- _Problem set_:
• A. Do these statements agree with the passage on WiFi sensing below? Answer yes or no for each, and quote the words from the passage that decide it. (i) CSI can be extracted from almost all known WiFi devices. (ii) The Atheros CSI-Tool has been used for occupancy counting. (iii) Most CSI-based sensing methods use CSI phase information.
• B. In the passage on WiFi sensing below, who presented a CSI extraction method that can be implemented in smartphones?
• C. Write the next part of the passage on CSI- and RSSI-based WiFi sensing below, starting after its last sentence.

** Source document follows **

CSI universality. As described earlier, CSI outperforms RSSI in sensing human motion accuracy, but RSSI outperforms CSI in its availability in almost all known WiFi devices. As known, CSI can be extracted only from specific NICs, such as IWL 5300 NICs. There is another CSI-Tool called Atheros CSI-Tool [151] that has been utilized in different CSI-based sensing applications, including localization [152], macro-activity recognition [134], location-independent activity recognition [153], occupancy counting [154], driver activity recognition [155], and gesture recognition [156]. However, Atheros CSI-Tool is also implemented in restricted NICs and operating systems. Thus, RSSI can be applied in many devices, such as smartphones, tablets, or other Wi-Fi devices. This challenge requires great developments in wireless network cards. Recently, Schulz et al. [157] presented a CSI extracted method that can be implemented in smartphones. This method can be used in the future to track human motion based on CSI using smartphones.

Extracted both CSI phase and amplitude information. Most of the CSI-based sensing methods are used to leverage CSI amplitude information. Just a few previous studies used CSI phase information because the Intel 5300 NICs provided randomly distributed phase information that are always unstable. Therefore, exploiting full phase information might result in improvement of the CSI sensing mechanism to detect more complicated activities.

** End of Source document **
** Dataset records follows **

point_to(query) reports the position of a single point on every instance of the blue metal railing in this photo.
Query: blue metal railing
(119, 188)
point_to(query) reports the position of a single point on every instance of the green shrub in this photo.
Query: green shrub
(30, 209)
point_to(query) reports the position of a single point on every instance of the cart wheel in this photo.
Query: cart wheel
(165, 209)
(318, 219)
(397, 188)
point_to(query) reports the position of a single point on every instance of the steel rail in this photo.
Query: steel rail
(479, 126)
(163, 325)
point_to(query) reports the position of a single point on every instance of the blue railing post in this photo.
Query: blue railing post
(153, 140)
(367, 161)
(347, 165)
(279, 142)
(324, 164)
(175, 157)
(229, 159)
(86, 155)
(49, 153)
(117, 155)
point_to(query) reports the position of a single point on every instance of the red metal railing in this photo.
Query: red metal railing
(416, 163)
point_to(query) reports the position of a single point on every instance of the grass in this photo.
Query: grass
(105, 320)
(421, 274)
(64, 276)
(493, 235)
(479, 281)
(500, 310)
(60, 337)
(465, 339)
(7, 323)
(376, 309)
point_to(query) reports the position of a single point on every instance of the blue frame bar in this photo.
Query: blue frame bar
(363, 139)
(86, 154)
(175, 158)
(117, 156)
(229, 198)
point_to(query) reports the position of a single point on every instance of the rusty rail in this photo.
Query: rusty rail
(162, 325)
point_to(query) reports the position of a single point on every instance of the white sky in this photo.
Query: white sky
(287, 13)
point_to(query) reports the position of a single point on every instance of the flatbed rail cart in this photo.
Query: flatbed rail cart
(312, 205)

** End of Dataset records **

- _Expected responses_:
• A.
(i) No: "CSI can be extracted only from specific NICs, such as IWL 5300 NICs."
(ii) Yes: "occupancy counting [154]"
(iii) No: "Most of the CSI-based sensing methods are used to leverage CSI amplitude information."

• B. Schulz et al. [157]

• C.
Environment changes. Both CSI and RSSI characteristics are not the same for different environments and different people. In indoor environments, wireless signals propagate through multiple paths, such as furniture, floors, and roofs. Therefore, the results of testing a WiFi-based sensing system in an environment may differ in another environment, and, in each new environment, the system classifier needs to be trained again. Moreover, in the presence of a human in the indoor environment, the signal path will experience more fluctuations. Accordingly, different human bodies will cause different variations in the received signals at the receiver. To build a robust Wi-Fi sensing system, environment changes, and different human user bodies and shapes should be considered carefully.

Hybrid sensing methods. As already discussed in previous sections, different techniques have different limitations; body sensors attached to the user’s body may be used to solve some limitations of current Wi-Fi sensing systems. Therefore, combining body sensors or smartphones with device-free Wi-Fi-based methods into hybrid sensing technologies needs to be addressed in future work. The first simple attempt to combine CSI and wearable devices was presented in [158]. Moreover, CSI can play an important role in the IoT; therefore, hybrid methods to apply CSI in multimedia communications and IoT applications [159,160,161,162] can be addressed. Furthermore, Wireless Sensor Network (WSN) schemes [163,164,165] can be studied.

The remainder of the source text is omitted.